- _What you should do_: Below are records; write all of them out exactly.

- _Records to use_:
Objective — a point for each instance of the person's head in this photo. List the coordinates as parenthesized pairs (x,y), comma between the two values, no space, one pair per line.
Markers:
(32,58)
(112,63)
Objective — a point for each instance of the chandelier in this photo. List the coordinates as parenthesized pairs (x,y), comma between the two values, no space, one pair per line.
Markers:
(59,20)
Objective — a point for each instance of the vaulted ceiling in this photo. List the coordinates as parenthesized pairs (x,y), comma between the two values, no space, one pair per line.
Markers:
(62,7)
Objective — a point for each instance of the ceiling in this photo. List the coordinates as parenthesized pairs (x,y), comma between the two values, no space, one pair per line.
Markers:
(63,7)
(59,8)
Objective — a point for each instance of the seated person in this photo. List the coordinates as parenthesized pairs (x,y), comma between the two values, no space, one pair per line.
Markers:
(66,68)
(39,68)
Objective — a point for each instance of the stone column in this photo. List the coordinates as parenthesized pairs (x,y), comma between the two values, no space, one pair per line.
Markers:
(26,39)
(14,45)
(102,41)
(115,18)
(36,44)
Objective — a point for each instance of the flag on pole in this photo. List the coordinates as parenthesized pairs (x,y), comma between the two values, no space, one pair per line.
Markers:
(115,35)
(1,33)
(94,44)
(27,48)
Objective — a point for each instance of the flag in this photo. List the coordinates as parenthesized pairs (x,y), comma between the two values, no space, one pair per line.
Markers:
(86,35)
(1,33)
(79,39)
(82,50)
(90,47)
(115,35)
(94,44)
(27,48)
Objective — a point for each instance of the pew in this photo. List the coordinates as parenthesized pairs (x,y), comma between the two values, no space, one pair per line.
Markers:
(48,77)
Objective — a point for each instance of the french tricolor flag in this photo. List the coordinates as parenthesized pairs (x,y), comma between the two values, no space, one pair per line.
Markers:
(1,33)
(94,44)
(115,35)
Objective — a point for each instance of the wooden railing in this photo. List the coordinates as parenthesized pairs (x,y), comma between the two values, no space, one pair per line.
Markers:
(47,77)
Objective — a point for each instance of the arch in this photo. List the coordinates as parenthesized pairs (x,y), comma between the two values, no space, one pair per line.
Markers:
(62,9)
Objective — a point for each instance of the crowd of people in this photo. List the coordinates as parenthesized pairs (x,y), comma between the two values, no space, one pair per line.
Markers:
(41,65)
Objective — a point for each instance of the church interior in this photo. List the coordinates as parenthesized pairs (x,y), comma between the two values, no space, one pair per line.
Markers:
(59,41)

- _Written reply_:
Objective — a point for each instance of the person's head in this photo. List the coordinates as parenthesized pairs (x,y), comma between the two values, no space, one pair per line.
Markers:
(32,58)
(112,63)
Objective — a point for each instance of the chandelier in this photo. List the coordinates as parenthesized pairs (x,y), comma between the two values, no space, one pair per line.
Markers:
(59,20)
Objective — a point for each instance of the vaulted ceiling in this photo. List the coordinates as parenthesized pairs (x,y), comma between the two values, no space, one pair per line.
Markers:
(62,7)
Objective — a point for each instance of the ceiling in this photo. List the coordinates as parenthesized pairs (x,y), comma between the two values, no space, one pair per line.
Markers:
(63,7)
(59,8)
Objective — a point for each instance of the seated person in this photo. List the coordinates as parenthesized pairs (x,y), comma between the two values, no space, one pair per line.
Markers:
(66,68)
(39,68)
Objective — a point for each instance of the stone column in this photo. List the coordinates as parenthesized pairs (x,y), comma between the two values, no space, one pair per line.
Markers:
(26,39)
(14,45)
(102,41)
(115,18)
(36,44)
Objective — a point for each instance of the flag on pole in this photo. List the coordinates as parenthesized pairs (x,y), comma between the two values, no space, one pair per line.
Markers:
(115,35)
(1,33)
(94,44)
(27,48)
Objective — a point for each instance of the flag in this photo. List the coordinates as parenthesized pairs (x,y), comma between the two values, no space, one pair per line.
Markers:
(86,35)
(1,33)
(79,39)
(82,50)
(90,47)
(115,35)
(94,44)
(27,48)
Objective — a point for each instance of the pew in this photo. List the coordinates as parenthesized pairs (x,y), comma between the two values, no space, one pair per line.
Markers:
(48,77)
Objective — a point for each instance of the french tricolor flag in this photo. List the coordinates as parenthesized pairs (x,y), comma between the two values, no space, one pair per line.
Markers:
(1,33)
(94,44)
(115,35)
Objective — a point for each instance of the wooden railing in this photo. List the coordinates as parenthesized pairs (x,y), comma between the two values, no space, one pair per line.
Markers:
(47,77)
Objective — a point for each instance of the arch in this photo. List the coordinates as parenthesized pairs (x,y), comma between the two values, no space, one pair per line.
Markers:
(62,9)
Objective — a point for each instance of the crowd of people in this photo. List the coordinates as parenthesized pairs (x,y), comma between the two values, no space, one pair per line.
Markers:
(41,65)
Objective — a point for each instance of the church interior in this photo. List the coordinates as parenthesized pairs (x,y), comma between the two values, no space, one pair per line.
Markers:
(59,41)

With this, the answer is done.